■ Task
Please answer these questions from the text on turning the other cheek:
1. Which Old Testament passage is named as the source of "an eye for an eye and a tooth for a tooth"?
2. Which verse is cited for not repaying "evil with evil or insult with insult"?
3. What three responses does the final paragraph say we may need?

■ Document extract
********
The Bible passage that says to turn the other cheek may confuse us. Are we to stand still while someone beats us up physically or emotionally? That’s not the message Jesus was delivering. When He gave the Sermon on the Mount, He was expanding outward obedience to the Law to include attitudes and motives.

The familiar expression “an eye for an eye and a tooth for a tooth” comes from Exodus 21:23-25, an Old Testament law describing appropriate penalties for injury. Some interpreted this as allowing retaliation by civil government. But Jesus was showing a better option—the way of love.

Pride will certainly trigger a desire for revenge if a coworker takes credit for our work or a family member repeatedly says unkind words. Yet we are not to “repay evil with evil or insult with insult” but should instead give a blessing (1 Peter 3:9 NIV).

In daily practice, the form a righteous response takes depends on the situation. We may need to ignore the other person’s actions, walk away from the abuse, or confront our enemy. Instead of trying to get even, we should seek to understand that person and the reason for any animosity toward us.
********
■ Listed entries
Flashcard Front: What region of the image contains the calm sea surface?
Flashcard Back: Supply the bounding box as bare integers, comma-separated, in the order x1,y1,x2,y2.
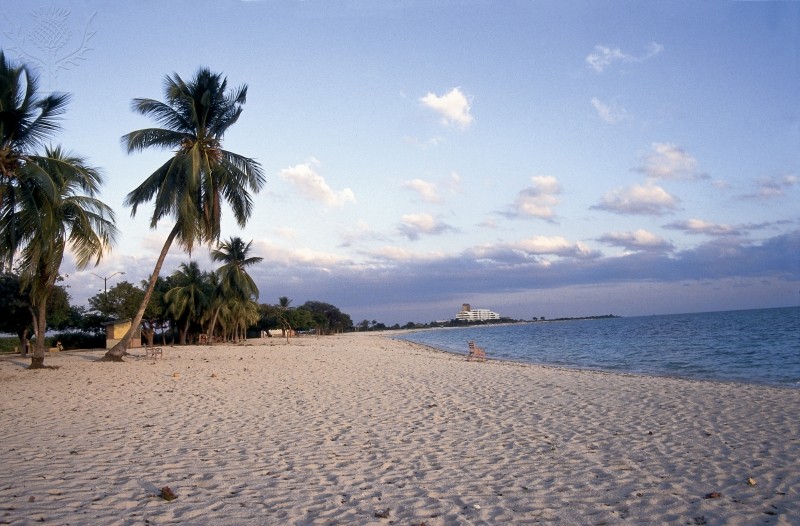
397,307,800,388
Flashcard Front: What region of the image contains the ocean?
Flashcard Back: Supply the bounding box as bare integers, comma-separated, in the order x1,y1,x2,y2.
396,307,800,388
********
■ Correct result
1. Exodus 21:23-25.
2. 1 Peter 3:9 (NIV).
3. Ignoring the other person's actions, walking away from the abuse, or confronting our enemy.